── SOURCE PASSAGE ──

Vol 13 Issue 1 April 2026-September 2026
Constance A. Ojwando, Mark Kimathi, John Awino
Abstract: Accurate prediction of pollutant transport is the foundation on which any inverse source-identification scheme is built, yet most river-pollution studies assume constant or, at most, spatially varying flow parameters and so cannot represent the unsteady conditions of natural rivers. This paper develops, derives, and validates a forward transport model based on the advection–diffusion equation (ADE) with temporally varying velocity and dispersion coefficients, in both one and two spatial dimensions. The ADE is derived from first principles through conservation of mass and the divergence theorem. For the one-dimensional case, a closed-form analytical solution is obtained by a sequence of variable transformations that reduce the variable-coefficient ADE to a constant-coefficient diffusion equation solved by Laplace transforms; a numerical solution is constructed using the Forward Time Central Space Centered Scheme (FTCSCS), whose von Neumann stability condition is derived explicitly. For the two-dimensional case, an unconditionally stable, second-order Alternating Direction Implicit (ADI) scheme is developed, with the governing equation split into an x
-sweep and a y
-sweep, each reduced to a tridiagonal system solved by the Thomas algorithm. The analytical and numerical 1D solutions agree closely, with root-mean-square error (RMSE) decreasing from 0.028
at Pe≪1
to 0.004
at Pe≫1
. Simulations reveal that pollutant concentration is highest near the source and decays downstream; that concentration grows with time at any fixed point; and that the longitudinal distribution becomes increasingly advection-skewed as the Peclet number rises. The effect of four temporal coefficient regimes is quantified, showing that concentration is lowest when both dispersion and velocity increase with time and highest when dispersion increases in a decelerating flow. The framework provides a physically faithful, computationally efficient forward solver suitable for generating the concentration fields required by inverse source-identification methods.

───
── SOURCE MATERIAL ──

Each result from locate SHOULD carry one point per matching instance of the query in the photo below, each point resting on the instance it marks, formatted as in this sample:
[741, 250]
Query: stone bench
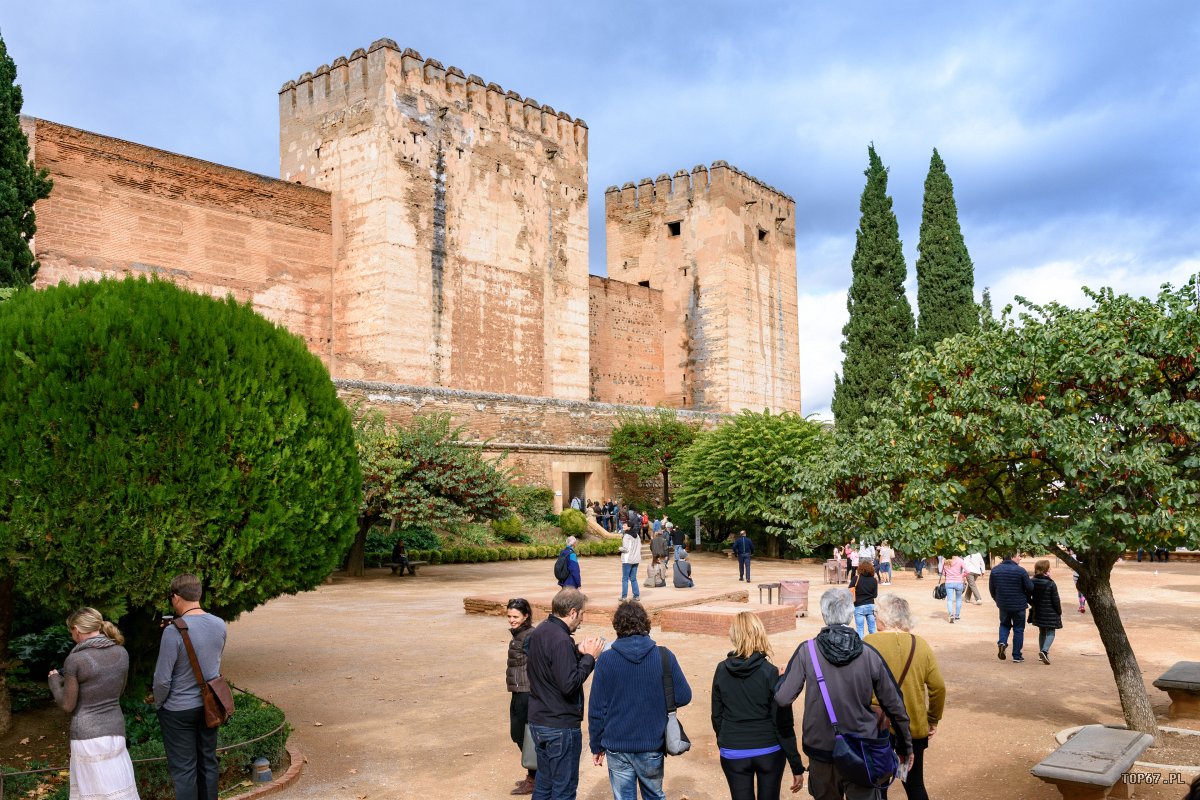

───

# TASK REQUIREMENTS:
A. In the pollutant transport abstract, which algorithm solves the tridiagonal systems in the two-dimensional scheme?
B. Render this sentence from the pollutant transport abstract in Spanish: "The ADE is derived from first principles through conservation of mass and the divergence theorem."
C. Pick up the pollutant transport abstract after its last sentence and continue it.

# ANSWERS:
A. The Thomas algorithm.

B. La ADE se deduce a partir de primeros principios mediante la conservación de la masa y el teorema de la divergencia.

C.
Keywords: Advection–diffusion equation, Temporally varying coefficients, Alternating direction implicit method Laplace transform, von Neumann stability, Pollutant transport.
Title: Forward Modelling of Pollutant Transport in Rivers: Analytical and Alternating Direction Implicit Solutions of the Advection–Diffusion Equation with Temporally Varying Coefficients
Author: Constance A. Ojwando, Mark Kimathi, John Awino
International Journal of Recent Research in Physics and Chemical Sciences (IJRRPCS)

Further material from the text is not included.